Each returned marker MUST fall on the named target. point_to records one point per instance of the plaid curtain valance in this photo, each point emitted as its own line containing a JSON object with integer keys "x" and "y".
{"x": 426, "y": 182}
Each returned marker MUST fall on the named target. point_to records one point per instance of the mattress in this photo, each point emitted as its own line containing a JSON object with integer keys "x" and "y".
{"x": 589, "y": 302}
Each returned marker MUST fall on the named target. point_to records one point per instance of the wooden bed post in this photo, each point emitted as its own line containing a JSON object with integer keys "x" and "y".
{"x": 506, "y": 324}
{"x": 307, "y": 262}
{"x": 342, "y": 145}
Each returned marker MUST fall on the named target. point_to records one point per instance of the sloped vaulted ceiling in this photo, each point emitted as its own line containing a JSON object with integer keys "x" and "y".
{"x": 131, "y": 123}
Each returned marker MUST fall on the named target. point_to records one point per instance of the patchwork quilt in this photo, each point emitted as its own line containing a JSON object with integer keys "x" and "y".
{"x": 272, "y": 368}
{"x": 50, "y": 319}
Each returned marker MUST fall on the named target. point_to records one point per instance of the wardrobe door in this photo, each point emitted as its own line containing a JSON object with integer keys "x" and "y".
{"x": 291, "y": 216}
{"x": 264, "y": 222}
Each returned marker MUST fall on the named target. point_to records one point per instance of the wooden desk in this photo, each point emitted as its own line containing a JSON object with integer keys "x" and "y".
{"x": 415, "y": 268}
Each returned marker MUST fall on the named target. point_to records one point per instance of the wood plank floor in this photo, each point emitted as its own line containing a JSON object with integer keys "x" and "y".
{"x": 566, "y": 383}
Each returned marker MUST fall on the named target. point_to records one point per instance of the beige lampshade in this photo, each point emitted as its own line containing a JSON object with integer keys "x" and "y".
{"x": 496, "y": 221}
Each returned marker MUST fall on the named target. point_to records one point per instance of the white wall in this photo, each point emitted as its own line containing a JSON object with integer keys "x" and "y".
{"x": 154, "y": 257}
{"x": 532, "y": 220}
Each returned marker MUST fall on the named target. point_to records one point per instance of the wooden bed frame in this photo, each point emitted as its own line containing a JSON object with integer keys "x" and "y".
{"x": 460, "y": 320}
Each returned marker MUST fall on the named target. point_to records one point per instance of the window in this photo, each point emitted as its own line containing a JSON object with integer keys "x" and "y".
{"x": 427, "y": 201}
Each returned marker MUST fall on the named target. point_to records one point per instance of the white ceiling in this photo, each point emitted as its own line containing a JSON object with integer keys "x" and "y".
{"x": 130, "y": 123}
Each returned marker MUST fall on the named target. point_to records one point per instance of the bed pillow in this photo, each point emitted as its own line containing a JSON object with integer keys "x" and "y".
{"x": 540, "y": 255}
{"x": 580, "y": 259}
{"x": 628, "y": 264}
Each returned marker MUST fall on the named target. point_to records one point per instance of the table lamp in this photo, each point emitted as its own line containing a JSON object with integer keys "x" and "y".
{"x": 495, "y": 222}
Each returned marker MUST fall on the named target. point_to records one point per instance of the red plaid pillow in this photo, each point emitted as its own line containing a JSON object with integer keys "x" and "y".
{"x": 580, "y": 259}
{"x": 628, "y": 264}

+ + +

**Goal of the exercise**
For this exercise, output the entries above exactly as written.

**Problem solution**
Each returned marker MUST fall on the named target. point_to records one point per instance of the plaid curtain valance in this photo, each point emitted as its own line containing a JSON object with integer keys "x" and "y".
{"x": 426, "y": 182}
Each returned marker MUST fall on the named target. point_to records one point per instance of the mattress in this photo, each point emitted as its own line containing a JSON object with integer keys "x" and "y".
{"x": 589, "y": 302}
Each returned marker MUST fall on the named target. point_to records one point per instance of the wooden bed post in this photo, each point emitted as its own line containing a JSON object with integer keys "x" and "y".
{"x": 506, "y": 324}
{"x": 307, "y": 262}
{"x": 342, "y": 145}
Each returned marker MUST fall on the named target. point_to records one point per instance of the sloped vaulted ceiling in this photo, each point emitted as its own line containing a JSON object with integer keys "x" and "y".
{"x": 131, "y": 123}
Each returned marker MUST fall on the named target. point_to records one point per instance of the patchwork quilt in this photo, each point emitted as its own line containing a JSON object with integer keys "x" and "y".
{"x": 272, "y": 368}
{"x": 50, "y": 319}
Each returned marker MUST fall on the named target. point_to records one point per instance of the wardrobe door in this photo, each point emitted as its own line containing a JSON object with integer keys "x" and "y".
{"x": 291, "y": 216}
{"x": 264, "y": 222}
Each returned marker MUST fall on the named target. point_to records one point per instance of the wooden desk in this photo, each point emitted as its own line containing a JSON object with integer keys "x" and "y".
{"x": 415, "y": 268}
Each returned marker MUST fall on the named target. point_to records one point per instance of the wood plank floor in this photo, each point emitted as its own line containing a JSON object with integer keys "x" and "y".
{"x": 566, "y": 383}
Each returned marker MUST fall on the named target. point_to records one point per instance of the beige lampshade in this photo, each point emitted as its own line containing a JSON object with integer keys "x" and "y".
{"x": 496, "y": 221}
Each returned marker MUST fall on the named target. point_to records one point per instance of the white wall in this photo, each point emitted as its own line containing a JSON object with integer keys "x" and "y".
{"x": 154, "y": 257}
{"x": 532, "y": 220}
Each returned marker MUST fall on the named target. point_to records one point per instance of the wooden bed frame in this photo, each point emitted as its own line containing a JSON object with integer keys "x" and "y".
{"x": 460, "y": 320}
Each returned marker MUST fall on the named target. point_to records one point per instance of the window in this photo, each point emitted as its own line containing a JSON object with integer keys "x" and "y".
{"x": 427, "y": 201}
Each returned marker MUST fall on the named target. point_to records one point per instance of the white ceiling in this photo, each point emitted as its own line containing a JSON object with integer keys "x" and "y".
{"x": 130, "y": 123}
Each returned marker MUST fall on the named target. point_to records one point per instance of the bed pillow in this photo, each point emitted as its own line containing a JSON object with integer keys "x" and "y".
{"x": 540, "y": 255}
{"x": 580, "y": 259}
{"x": 628, "y": 264}
Each returned marker MUST fall on the named target. point_to records one point per instance of the table lamp in this photo, each point emitted as its own line containing a JSON object with integer keys "x" and "y".
{"x": 495, "y": 222}
Each returned marker MUST fall on the named target. point_to records one point per instance of the red plaid pillow in this photo, each point emitted as its own line containing a JSON object with integer keys "x" and "y".
{"x": 580, "y": 259}
{"x": 628, "y": 264}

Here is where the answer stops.